- İncelenecek Metin:
>>>>
Mersin Halk Sağlığı Müdürü Dr. Aytekin Kemik, halk arasında şeker hastalığı olarak bilinen diyabetin dünyada olduğu gibi Türkiye’de de önemli bir halk sağlığı sorunu olduğunu ifade ederek, "2013 yılı itibari ile dünyadaki diyabetli hasta sayısı 382 milyon iken bu sayının 2035 yılında yüzde 55 oranında artarak 592 milyona ulaşacağı öngörülmektedir" dedi.
<<<<
Gönderimsel ifade işaretleme verileri:
>>>>
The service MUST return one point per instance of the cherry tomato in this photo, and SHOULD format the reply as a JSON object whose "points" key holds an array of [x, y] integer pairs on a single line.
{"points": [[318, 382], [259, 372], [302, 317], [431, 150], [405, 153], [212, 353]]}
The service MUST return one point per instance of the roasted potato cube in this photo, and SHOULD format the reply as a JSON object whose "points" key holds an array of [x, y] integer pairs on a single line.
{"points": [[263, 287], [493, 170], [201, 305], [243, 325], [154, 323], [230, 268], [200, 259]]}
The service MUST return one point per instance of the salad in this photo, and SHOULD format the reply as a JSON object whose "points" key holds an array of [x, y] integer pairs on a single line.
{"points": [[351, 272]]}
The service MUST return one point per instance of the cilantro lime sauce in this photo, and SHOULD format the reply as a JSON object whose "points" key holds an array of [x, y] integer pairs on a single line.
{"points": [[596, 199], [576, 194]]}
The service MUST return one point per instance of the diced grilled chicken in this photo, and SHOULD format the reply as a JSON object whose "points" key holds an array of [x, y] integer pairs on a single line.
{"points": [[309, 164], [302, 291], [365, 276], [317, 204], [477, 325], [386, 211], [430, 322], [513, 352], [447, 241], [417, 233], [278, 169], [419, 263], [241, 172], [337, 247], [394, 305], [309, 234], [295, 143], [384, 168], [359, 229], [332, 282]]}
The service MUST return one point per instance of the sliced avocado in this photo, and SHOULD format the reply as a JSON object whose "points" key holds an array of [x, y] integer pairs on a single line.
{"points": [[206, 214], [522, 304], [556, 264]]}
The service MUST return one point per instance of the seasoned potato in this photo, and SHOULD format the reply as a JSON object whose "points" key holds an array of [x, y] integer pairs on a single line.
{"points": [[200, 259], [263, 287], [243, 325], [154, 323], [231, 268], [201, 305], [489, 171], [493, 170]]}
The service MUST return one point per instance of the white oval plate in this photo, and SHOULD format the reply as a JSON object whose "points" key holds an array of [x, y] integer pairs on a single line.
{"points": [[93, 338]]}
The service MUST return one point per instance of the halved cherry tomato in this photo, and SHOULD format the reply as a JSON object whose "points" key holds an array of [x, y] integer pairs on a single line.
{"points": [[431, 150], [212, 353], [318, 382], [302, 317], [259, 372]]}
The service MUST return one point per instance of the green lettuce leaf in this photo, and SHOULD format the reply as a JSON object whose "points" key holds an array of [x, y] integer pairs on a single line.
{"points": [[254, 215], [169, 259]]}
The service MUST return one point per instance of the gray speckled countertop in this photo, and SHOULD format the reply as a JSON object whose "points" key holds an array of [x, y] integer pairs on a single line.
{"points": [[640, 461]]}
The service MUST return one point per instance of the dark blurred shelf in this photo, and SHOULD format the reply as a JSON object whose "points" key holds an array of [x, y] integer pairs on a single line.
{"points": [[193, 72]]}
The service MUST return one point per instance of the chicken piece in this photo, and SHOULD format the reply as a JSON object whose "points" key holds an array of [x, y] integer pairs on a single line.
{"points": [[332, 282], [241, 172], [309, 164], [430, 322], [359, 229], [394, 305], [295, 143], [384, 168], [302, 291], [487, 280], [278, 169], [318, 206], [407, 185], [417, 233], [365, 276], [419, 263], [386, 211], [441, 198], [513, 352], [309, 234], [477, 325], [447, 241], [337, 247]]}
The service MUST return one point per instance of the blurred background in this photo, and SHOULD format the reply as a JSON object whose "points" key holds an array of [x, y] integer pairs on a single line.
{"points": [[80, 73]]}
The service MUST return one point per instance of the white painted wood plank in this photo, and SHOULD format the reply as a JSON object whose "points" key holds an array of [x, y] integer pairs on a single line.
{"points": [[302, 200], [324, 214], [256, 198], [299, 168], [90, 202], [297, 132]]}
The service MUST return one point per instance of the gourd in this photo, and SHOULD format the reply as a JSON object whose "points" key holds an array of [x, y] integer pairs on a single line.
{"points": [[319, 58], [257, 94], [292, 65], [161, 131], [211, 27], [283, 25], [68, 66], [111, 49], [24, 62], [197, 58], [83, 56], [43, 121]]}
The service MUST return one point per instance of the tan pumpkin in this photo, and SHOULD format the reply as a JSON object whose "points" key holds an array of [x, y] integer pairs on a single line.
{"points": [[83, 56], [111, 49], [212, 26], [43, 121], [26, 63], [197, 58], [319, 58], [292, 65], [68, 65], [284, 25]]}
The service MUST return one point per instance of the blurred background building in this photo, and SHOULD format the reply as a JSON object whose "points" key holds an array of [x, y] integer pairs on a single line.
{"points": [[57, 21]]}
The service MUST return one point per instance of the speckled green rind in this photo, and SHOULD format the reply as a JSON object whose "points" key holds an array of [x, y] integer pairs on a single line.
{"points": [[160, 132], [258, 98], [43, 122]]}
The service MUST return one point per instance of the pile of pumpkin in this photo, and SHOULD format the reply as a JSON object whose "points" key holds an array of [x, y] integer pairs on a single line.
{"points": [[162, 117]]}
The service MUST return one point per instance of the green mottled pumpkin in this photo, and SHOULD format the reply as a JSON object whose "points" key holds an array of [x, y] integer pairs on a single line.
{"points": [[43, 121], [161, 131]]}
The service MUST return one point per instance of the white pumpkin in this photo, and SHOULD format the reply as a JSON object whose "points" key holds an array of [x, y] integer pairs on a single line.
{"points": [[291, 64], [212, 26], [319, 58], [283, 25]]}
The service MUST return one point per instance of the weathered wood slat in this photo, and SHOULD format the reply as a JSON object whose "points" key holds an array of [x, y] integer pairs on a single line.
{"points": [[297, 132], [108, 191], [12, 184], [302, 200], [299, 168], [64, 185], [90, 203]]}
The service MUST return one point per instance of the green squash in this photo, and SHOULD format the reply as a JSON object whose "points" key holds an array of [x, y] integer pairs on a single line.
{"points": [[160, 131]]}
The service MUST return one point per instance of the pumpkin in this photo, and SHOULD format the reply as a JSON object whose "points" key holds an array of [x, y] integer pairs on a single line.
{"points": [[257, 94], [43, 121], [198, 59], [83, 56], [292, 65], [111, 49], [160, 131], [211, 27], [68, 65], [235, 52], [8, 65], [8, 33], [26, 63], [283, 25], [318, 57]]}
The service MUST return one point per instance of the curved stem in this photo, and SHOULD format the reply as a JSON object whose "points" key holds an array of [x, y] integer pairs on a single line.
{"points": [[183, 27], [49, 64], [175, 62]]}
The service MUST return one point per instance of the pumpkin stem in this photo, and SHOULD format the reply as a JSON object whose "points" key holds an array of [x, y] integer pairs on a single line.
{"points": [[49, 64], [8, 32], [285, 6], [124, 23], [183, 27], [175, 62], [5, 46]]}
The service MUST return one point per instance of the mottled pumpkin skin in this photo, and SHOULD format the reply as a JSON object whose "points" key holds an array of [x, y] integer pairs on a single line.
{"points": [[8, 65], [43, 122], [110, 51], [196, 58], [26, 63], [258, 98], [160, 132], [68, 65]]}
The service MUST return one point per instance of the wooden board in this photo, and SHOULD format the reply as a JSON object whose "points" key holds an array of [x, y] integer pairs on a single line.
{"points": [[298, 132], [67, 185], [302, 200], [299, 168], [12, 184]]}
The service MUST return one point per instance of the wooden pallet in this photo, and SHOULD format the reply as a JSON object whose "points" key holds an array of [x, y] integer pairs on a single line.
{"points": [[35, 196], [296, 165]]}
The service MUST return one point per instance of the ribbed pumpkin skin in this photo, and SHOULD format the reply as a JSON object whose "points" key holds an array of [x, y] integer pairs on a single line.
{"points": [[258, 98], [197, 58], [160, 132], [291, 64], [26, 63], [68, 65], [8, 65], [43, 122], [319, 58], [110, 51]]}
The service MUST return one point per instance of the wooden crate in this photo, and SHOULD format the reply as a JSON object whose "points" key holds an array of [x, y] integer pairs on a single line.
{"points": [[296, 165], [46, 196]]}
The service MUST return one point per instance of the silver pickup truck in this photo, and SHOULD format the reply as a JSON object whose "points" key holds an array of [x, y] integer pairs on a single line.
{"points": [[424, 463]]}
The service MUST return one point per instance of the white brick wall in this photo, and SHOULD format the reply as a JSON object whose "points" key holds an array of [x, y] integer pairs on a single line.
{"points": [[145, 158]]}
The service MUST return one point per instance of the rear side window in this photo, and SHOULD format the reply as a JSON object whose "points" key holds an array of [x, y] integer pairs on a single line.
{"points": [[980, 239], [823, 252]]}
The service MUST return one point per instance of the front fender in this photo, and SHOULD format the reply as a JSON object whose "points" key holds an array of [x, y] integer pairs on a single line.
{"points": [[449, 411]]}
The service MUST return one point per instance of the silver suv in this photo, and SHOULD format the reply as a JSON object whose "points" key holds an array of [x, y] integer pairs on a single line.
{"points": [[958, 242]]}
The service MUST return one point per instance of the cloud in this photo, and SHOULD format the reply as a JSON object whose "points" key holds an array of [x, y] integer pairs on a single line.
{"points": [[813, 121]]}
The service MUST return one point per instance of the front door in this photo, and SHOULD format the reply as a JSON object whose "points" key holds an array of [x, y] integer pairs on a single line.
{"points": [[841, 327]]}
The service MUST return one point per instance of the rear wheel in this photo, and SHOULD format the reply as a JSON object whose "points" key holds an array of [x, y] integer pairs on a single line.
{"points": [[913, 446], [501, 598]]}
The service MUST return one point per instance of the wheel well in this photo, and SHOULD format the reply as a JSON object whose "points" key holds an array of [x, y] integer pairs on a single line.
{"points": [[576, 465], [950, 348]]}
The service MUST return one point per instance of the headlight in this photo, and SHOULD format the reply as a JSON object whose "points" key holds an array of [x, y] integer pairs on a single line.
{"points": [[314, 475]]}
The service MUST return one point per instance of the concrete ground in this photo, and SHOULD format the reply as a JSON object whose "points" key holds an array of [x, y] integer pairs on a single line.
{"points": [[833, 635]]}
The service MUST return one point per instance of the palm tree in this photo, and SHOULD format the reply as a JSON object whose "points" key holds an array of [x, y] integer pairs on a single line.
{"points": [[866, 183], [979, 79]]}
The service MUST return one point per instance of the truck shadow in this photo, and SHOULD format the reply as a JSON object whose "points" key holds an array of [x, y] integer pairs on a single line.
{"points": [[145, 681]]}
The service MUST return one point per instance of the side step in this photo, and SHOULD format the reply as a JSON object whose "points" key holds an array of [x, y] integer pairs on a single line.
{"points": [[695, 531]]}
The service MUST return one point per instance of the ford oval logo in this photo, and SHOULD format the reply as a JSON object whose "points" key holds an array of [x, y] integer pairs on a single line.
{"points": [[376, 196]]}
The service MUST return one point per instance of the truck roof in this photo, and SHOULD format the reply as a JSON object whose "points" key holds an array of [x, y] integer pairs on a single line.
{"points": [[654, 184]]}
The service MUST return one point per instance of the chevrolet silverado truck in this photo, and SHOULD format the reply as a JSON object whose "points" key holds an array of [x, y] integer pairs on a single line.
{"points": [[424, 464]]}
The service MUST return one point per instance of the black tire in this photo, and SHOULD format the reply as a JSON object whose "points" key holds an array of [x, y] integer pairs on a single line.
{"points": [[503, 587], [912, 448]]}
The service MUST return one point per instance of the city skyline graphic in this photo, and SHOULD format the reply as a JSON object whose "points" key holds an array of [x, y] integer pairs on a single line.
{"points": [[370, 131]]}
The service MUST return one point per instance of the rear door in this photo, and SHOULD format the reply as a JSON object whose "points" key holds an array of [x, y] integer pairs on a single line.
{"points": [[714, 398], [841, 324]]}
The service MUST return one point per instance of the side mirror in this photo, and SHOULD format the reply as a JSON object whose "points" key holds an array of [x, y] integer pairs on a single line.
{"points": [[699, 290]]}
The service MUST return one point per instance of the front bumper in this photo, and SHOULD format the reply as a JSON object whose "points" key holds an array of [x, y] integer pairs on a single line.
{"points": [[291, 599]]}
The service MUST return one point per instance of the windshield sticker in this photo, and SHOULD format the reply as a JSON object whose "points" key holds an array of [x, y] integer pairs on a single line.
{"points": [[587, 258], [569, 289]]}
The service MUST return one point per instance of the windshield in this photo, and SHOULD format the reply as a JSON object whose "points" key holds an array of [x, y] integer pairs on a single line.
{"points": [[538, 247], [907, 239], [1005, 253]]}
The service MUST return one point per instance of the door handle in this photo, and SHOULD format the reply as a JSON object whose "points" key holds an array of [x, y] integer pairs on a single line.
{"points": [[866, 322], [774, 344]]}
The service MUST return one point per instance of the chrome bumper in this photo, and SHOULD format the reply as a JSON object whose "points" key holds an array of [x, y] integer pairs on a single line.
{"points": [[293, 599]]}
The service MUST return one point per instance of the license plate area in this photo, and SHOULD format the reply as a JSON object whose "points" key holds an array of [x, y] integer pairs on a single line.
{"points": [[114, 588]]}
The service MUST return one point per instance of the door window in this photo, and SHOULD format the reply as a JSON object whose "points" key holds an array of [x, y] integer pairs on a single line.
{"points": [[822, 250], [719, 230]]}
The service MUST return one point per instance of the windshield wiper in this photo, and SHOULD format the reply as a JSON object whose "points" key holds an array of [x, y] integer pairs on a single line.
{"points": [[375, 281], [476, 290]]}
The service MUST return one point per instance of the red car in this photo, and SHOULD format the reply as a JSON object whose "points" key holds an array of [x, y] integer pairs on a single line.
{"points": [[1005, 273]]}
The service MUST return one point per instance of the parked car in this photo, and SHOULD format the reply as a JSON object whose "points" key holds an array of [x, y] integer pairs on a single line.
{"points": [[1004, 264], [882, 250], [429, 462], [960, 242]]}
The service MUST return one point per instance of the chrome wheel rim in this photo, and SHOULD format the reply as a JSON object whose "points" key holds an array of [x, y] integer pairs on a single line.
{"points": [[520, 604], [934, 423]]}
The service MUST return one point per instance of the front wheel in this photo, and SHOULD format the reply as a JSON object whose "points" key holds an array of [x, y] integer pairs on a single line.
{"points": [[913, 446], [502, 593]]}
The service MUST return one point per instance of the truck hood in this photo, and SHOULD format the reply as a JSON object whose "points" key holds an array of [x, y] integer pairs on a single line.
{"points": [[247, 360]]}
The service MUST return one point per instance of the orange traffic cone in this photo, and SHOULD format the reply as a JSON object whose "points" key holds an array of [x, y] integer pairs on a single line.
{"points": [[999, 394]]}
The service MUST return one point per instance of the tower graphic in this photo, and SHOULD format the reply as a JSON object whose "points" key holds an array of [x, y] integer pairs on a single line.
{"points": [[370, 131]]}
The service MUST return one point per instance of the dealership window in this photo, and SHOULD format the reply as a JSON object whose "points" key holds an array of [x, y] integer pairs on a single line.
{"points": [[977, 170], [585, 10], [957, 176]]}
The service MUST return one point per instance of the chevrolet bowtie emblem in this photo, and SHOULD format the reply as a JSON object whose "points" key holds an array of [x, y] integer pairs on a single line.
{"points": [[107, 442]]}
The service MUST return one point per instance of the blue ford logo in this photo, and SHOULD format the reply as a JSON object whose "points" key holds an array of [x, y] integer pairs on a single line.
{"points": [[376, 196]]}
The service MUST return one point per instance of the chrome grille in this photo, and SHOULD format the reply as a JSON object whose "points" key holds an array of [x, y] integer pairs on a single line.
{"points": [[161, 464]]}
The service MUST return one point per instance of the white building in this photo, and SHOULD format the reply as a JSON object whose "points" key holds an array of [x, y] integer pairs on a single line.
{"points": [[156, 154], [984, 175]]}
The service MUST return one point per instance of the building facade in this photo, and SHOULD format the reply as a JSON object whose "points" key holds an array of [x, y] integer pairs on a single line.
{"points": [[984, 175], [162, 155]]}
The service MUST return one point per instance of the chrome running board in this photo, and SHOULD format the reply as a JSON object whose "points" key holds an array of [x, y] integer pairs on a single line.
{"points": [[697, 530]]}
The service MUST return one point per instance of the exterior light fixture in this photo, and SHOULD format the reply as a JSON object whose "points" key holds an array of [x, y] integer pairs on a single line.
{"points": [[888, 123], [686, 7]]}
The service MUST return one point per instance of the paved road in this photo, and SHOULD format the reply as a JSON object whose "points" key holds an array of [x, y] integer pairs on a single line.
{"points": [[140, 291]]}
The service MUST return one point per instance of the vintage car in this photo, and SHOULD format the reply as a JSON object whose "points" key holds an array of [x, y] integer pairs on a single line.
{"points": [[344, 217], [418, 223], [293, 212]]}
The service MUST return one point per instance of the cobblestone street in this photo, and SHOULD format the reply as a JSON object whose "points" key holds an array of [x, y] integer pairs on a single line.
<<<<
- Sorular:
- a) Diyabetle ilgili metne göre 2035 yılında dünyadaki diyabetli hasta sayısının kaç kişiye ulaşacağı öngörülmektedir?
- b) Diyabetle ilgili metni son cümlesinden sonra devam ettirerek yazın.

- Maddelere Göre Yanıtlar:
- a) 592 milyon kişiye ulaşacağı öngörülmektedir.

- b)
Dr. Kemik, 14 Kasım Dünya Diyabet Günü dolayısıyla yaptığı açıklamada, diyabetin pankreasın ürettiği insülin hormonunun yetersizliği veya etkisizliğinden kaynaklandığını söyledi. İnsülinin pankreas tarafından üretilen bir hormon olduğunu ve kan dolaşımındaki glikozu hücrelere taşımakla görevli olduğunu belirten Kemik, "İnsülin olmayınca, besinlerle aldığımız şeker ve diğer besin unsurları, ihtiyaç duyan hücrelere giremez. Böylelikle, hücreler şekersizlik çekerken, kanda şeker normal değerlerin üstüne çıkar. Kanda şekerin çok artması vücudun tüm hücrelerini tahrip ettiği gibi ciddi sonuçlara neden olabilir. Diyabetin oluşum hızını artıran pek çok risk faktörleri bulunmaktadır. Bunlardan biri şişmanlıktır. Bel çevresi ölçümü 102 santimetreyi aşan erkekler ve 88 santimetreyi aşan kadınlar da risk altındadır. Diyabetin önlenmesi ve kontrolü amacıyla Sağlık Bakanlığımızca ’Türkiye Diyabeti Önleme ve Kontrol Programı’ yürütülmektedir" diye konuştu.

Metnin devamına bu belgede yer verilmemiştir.